**To do:**
a. In the relationship counseling text, whose 1950s work did Family Systems Therapy grow out of?
b. Continue the relationship counseling text from the point where it stops.

**Extract to read:**

EMDR/Trauma Therapy
by phone or video conference
RELATIONSHIP COUNSELING
People are driven to therapy or counseling when unusual stress handicaps their ability to cope and find joy in their daily life. They are denied meaningful intimate relationships, effective work relationships, and lack inner peace or self-sufficiency. They are plagued with doubts, physical and emotional symptoms, and a questionable self-confidence.
My experience with Relationship Counseling is grounded in the theory of Family Systems Therapy that grew out of the 1950’s work of Salvadore Minuchin, Jay Haley, and The Palo Alto Group. As a Marriage and Family Therapist I view the person in relationship with both him or herself as well as with others, following a set of expected structures and processes. One reason that an individual or couple is either functional or dysfunctional relates to the capacity of adaptation to life’s stressors.
Families pass through predictable developmental stages, each of which contains an inherent loss or gain of a family member, each of which holds the potential for crisis and symptom formation for every individual as the family regroups, as well as opportunities for creative change and growth. There are roughly twelve stages.
THE FAMILY LIFE PROGRESSION
1. Young adults become emotionally and financially independent from their family of origin.
2. They find partners, fall in love, marry, and switch their loyalty from their original families to each other, forming a new family.
3. They have their first child.
4. Their first child goes off to kindergarten.
5. Their children reach adolescence.
6. Their last child goes off to college.
7. The couple learns to deal with the empty nest and with each other again.
8. The couple confronts middle age, menopause, career changes, dealing with their aging and dying parents, and planning for retirement.
9. Children get married and leave the family.
10. The first grandchild is born.
11. The couple deals with retirement, old age, and financial changes.
12. Each person deals with their own and mate’s death, related illnesses, or disabilities.

**Material supplied:**
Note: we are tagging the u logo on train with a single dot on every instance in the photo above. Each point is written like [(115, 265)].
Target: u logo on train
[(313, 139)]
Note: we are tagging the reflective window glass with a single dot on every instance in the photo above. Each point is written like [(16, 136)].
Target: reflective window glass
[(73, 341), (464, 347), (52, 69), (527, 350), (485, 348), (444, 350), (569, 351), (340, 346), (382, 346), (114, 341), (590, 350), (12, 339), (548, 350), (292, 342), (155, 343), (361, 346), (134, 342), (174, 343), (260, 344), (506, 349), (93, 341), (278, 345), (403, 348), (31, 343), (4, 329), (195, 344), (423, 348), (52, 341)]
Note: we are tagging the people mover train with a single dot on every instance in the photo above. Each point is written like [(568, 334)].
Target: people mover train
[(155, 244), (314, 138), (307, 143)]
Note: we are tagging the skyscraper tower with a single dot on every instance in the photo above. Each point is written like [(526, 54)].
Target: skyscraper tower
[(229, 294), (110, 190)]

**Solved tasks:**
a. Salvadore Minuchin, Jay Haley, and The Palo Alto Group.

b.
Each stage in the Family Life Progression, including the process of getting married, is inherently defined as a crisis. Change creates upheaval regardless of whether the alteration is positive or negative or whether a family member is gained or lost. Each person in the family experiences large measures of stress, confusion, and emotional upset during any life cycle change. Each individual, and the group as a whole, needs to accommodate itself to the new configuration. The successful resolution of each stage allows family members to remain on course as they move through their own personal development. When the adaptation is unresolved, dysfunction can occur in later life. With the right kind of therapy, the previously trapped flow of energy can be released.
Relationship Therapy also addresses issues of boundaries, power, and communications. In healthy individuals, couples and families boundaries are clear and flexible. In healthy systems there is a sharing of power among the adults who develop a teamship. In healthy systems people develop good communication and goal-setting skills to assist them in moving through life smoothly. With the right kind of therapy, the obstacles to healthy boundaries, power balance and communication are removed, and new skills are learned.
Dr. Rita Bigel-Casher enables individuals and couples to identify dysfunctional patterns, strengthen compassionate communication, set meaningful goals, and develop problem-solving skills. She draws upon her wealth of experience and the best of the great thinkers and healers from the fields of Family Therapy, Trauma/Loss Therapy, Experiential Psychology, Cognitive Behavioral Therapy, Holistic Therapy, Hypnotherapy, and Eastern Philosophy.